WORK ITEM: Print out the entries that follow exactly, missing none.
====
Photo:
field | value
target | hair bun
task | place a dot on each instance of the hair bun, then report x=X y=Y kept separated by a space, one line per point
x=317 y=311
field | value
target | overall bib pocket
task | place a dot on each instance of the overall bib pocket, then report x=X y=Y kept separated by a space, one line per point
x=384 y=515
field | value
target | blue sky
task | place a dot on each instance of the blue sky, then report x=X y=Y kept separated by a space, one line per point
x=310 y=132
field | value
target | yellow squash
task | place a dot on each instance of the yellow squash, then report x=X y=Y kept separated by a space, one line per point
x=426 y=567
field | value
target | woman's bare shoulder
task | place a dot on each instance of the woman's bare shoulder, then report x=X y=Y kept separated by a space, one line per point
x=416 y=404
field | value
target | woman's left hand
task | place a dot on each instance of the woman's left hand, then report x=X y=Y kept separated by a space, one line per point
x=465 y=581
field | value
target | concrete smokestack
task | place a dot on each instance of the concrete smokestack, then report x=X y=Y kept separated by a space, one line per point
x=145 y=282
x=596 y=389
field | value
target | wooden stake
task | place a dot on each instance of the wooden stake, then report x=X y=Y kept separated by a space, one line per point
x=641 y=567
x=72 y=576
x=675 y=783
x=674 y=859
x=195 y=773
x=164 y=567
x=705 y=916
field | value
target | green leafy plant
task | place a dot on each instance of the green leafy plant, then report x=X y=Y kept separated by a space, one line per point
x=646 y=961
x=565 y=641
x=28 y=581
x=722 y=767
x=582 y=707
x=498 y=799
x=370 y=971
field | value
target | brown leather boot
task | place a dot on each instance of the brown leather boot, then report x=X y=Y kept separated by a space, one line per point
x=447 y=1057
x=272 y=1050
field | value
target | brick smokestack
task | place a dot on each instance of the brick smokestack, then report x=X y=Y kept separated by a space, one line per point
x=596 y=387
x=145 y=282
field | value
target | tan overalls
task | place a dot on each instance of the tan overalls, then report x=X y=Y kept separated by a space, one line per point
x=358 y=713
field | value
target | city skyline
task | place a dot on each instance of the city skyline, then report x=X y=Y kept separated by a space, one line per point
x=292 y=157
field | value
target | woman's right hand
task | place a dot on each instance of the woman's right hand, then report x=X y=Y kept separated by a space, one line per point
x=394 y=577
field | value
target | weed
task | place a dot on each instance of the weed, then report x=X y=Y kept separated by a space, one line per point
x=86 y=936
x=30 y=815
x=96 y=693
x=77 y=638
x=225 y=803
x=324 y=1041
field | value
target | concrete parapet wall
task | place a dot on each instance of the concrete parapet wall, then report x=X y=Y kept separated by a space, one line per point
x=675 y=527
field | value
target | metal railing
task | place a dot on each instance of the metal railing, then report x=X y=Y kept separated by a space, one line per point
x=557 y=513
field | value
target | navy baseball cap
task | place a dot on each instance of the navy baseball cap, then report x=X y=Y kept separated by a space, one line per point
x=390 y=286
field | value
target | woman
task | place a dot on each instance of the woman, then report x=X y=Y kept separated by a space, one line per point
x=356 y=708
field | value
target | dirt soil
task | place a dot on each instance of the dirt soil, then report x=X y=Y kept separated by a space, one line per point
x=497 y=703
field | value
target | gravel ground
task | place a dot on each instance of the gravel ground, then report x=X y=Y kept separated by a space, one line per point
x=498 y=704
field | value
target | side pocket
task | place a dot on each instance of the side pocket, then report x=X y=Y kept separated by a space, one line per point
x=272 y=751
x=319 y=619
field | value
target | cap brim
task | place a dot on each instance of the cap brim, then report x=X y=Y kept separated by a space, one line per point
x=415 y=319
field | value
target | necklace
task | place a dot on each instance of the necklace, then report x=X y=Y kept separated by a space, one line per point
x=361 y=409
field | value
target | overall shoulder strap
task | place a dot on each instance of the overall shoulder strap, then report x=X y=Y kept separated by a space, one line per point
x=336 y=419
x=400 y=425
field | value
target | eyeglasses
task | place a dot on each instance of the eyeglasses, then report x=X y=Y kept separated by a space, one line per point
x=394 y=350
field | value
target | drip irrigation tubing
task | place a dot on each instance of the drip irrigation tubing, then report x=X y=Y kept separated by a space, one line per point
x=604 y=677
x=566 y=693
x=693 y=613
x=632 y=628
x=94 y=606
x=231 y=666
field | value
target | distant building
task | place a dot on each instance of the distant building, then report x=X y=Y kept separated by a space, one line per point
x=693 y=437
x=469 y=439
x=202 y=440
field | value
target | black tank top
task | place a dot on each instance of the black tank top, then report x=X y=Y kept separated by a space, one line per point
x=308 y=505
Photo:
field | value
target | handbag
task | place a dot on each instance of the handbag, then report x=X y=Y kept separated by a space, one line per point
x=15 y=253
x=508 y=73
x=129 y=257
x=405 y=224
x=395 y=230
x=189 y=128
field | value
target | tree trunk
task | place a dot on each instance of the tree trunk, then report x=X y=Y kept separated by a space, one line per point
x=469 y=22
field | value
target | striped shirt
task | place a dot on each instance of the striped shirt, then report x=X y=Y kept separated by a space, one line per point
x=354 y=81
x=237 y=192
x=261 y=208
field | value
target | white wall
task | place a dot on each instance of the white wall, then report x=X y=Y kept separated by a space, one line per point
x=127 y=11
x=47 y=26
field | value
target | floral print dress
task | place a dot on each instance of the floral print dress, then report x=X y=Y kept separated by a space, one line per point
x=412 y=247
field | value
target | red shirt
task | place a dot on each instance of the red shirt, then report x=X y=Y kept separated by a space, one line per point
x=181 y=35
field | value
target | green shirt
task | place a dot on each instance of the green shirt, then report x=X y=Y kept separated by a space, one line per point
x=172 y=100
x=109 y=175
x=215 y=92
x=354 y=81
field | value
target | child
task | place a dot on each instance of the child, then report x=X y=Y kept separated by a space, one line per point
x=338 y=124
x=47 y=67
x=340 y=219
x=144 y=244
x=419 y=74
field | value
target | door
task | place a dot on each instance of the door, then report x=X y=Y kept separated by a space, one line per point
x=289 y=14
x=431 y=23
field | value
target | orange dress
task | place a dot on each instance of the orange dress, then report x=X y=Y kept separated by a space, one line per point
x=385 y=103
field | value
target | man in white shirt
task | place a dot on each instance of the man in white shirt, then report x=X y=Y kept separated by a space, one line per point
====
RESULT OF THIS EXERCISE:
Photo:
field | value
target | hair bun
task | place a dot on each instance of the hair bun, then report x=X y=Y kept separated by a space, one line per point
x=317 y=311
field | value
target | overall bib pocket
task | place a dot on each instance of the overall bib pocket, then report x=X y=Y kept separated by a space, one line per point
x=384 y=515
field | value
target | blue sky
task | place a dot on each instance of the blue sky, then report x=X y=Y kept separated by a space, one line per point
x=310 y=132
field | value
target | yellow squash
task | place a dot on each instance of the yellow squash, then report x=X y=Y kept separated by a space, one line per point
x=426 y=567
field | value
target | woman's bare shoulder
task | place a dot on each instance of the woman's bare shoulder, then report x=X y=Y kept separated by a space, one line per point
x=416 y=404
field | value
target | woman's left hand
task | place a dot on each instance of the woman's left hand, then report x=X y=Y kept separated by a space, one line per point
x=465 y=581
field | value
target | concrete smokestack
task | place a dot on each instance of the concrete smokestack, then report x=X y=Y kept separated by a space, one line per point
x=145 y=282
x=596 y=389
field | value
target | wooden stake
task | place a dot on each instance of the wooden stake, then report x=X y=Y kept separated by a space, one line per point
x=641 y=567
x=72 y=576
x=675 y=783
x=674 y=859
x=195 y=773
x=164 y=567
x=705 y=916
field | value
target | green leafy plant
task | place a dot on each instance of the green leafy plant, then report x=X y=Y kept separated by a space, one line per point
x=646 y=961
x=565 y=641
x=28 y=581
x=722 y=767
x=582 y=707
x=498 y=799
x=370 y=971
field | value
target | brown leather boot
task | place a dot on each instance of the brown leather boot, then report x=X y=Y kept separated by a space, one line per point
x=447 y=1057
x=272 y=1050
field | value
target | brick smokestack
task | place a dot on each instance of the brick smokestack, then report x=X y=Y kept separated by a space, one line per point
x=596 y=387
x=145 y=282
field | value
target | tan overalls
task | place a dot on each instance of the tan overalls, then report x=X y=Y kept separated by a space, one line per point
x=358 y=713
field | value
target | city skyline
task | place a dot on each instance of the city skyline, then report x=X y=Y kept separated by a space, one line per point
x=292 y=157
field | value
target | woman's right hand
task | place a dot on each instance of the woman's right hand, then report x=X y=Y kept separated by a space, one line per point
x=394 y=577
field | value
target | weed
task | place a dot on each instance of the weed, then report x=X y=Y kept separated by a space, one line per point
x=86 y=936
x=30 y=815
x=96 y=693
x=77 y=638
x=225 y=803
x=324 y=1041
field | value
target | concrete parapet wall
task | place a dot on each instance of the concrete parapet wall, then report x=X y=Y kept separated by a space, one line per point
x=675 y=527
field | value
target | metal railing
task | place a dot on each instance of the metal railing, then report x=X y=Y kept separated by a space, one line per point
x=557 y=513
field | value
target | navy baseball cap
task | place a dot on each instance of the navy baseball cap, then report x=X y=Y kept separated by a space, one line per point
x=390 y=286
field | value
target | woman
task | place a dot on each instance of the woman, then report x=X y=Y kept separated by a space, one line per point
x=356 y=708
field | value
target | dirt soil
task | place a dot on each instance of the dirt soil, then report x=X y=Y kept separated by a space, one line per point
x=497 y=703
field | value
target | gravel ground
task | place a dot on each instance of the gravel ground, then report x=X y=Y kept separated by a space, one line per point
x=498 y=704
field | value
target | side pocket
task | place a dot on each instance of the side pocket, then report x=X y=Y kept separated by a space, one line per point
x=272 y=751
x=319 y=619
field | value
target | cap brim
task | place a dot on each instance of the cap brim, then report x=X y=Y kept separated by a space, one line per point
x=415 y=319
field | value
target | necklace
task | place a dot on each instance of the necklace, then report x=X y=Y kept separated by a space, one line per point
x=361 y=409
field | value
target | overall shoulder strap
task | place a dot on each instance of the overall shoulder strap, then report x=X y=Y kept separated by a space, one line per point
x=336 y=419
x=400 y=425
field | value
target | eyeglasses
task | place a dot on each instance of the eyeglasses, then report x=X y=Y kept separated by a space, one line per point
x=394 y=350
field | value
target | drip irrigation tubing
task | place a dot on each instance of the drip irrigation tubing, then report x=X y=Y kept separated by a space, one line per point
x=604 y=677
x=566 y=693
x=693 y=613
x=632 y=628
x=94 y=606
x=231 y=666
field | value
target | distant building
task | place a dot on each instance of the distant building, then report x=X y=Y kept separated by a space, one line per point
x=693 y=437
x=469 y=439
x=202 y=440
field | value
target | black tank top
task | place a dot on each instance of the black tank top, then report x=X y=Y kept separated by a space, one line per point
x=308 y=505
Photo:
field | value
target | handbag
task | place a dot on each instance of the handbag, then report x=X y=Y kept separated by a space, one line per point
x=15 y=253
x=508 y=73
x=129 y=257
x=405 y=224
x=395 y=230
x=189 y=128
field | value
target | tree trunk
task | place a dot on each instance of the tree trunk, then report x=X y=Y kept separated by a space, one line per point
x=469 y=22
field | value
target | striped shirt
task | place a dot on each instance of the striped shirt, then report x=X y=Y kept separated by a space, one line per point
x=354 y=81
x=237 y=192
x=261 y=208
field | value
target | white wall
task | place a dot on each instance of the white wall, then report x=X y=Y kept separated by a space, one line per point
x=127 y=11
x=47 y=26
field | value
target | floral print dress
task | place a dot on each instance of the floral print dress, then report x=X y=Y kept separated by a space, one line per point
x=412 y=247
field | value
target | red shirt
task | place a dot on each instance of the red shirt, then report x=X y=Y kept separated by a space, one line per point
x=181 y=35
field | value
target | green shirt
task | place a dot on each instance of the green shirt, then report x=X y=Y kept separated by a space, one line per point
x=172 y=100
x=109 y=175
x=215 y=92
x=354 y=81
field | value
target | child
task | place a dot on each instance of the child, then report x=X y=Y kept separated by a space, one line per point
x=338 y=124
x=47 y=67
x=340 y=219
x=144 y=244
x=419 y=74
field | value
target | door
task | place a dot on each instance of the door, then report x=X y=Y kept separated by a space, one line per point
x=289 y=14
x=431 y=23
field | value
target | orange dress
task | place a dot on each instance of the orange dress, then report x=X y=Y kept separated by a space, one line per point
x=385 y=103
field | value
target | man in white shirt
task | place a dot on each instance of the man in white shirt, then report x=X y=Y kept separated by a space, one line per point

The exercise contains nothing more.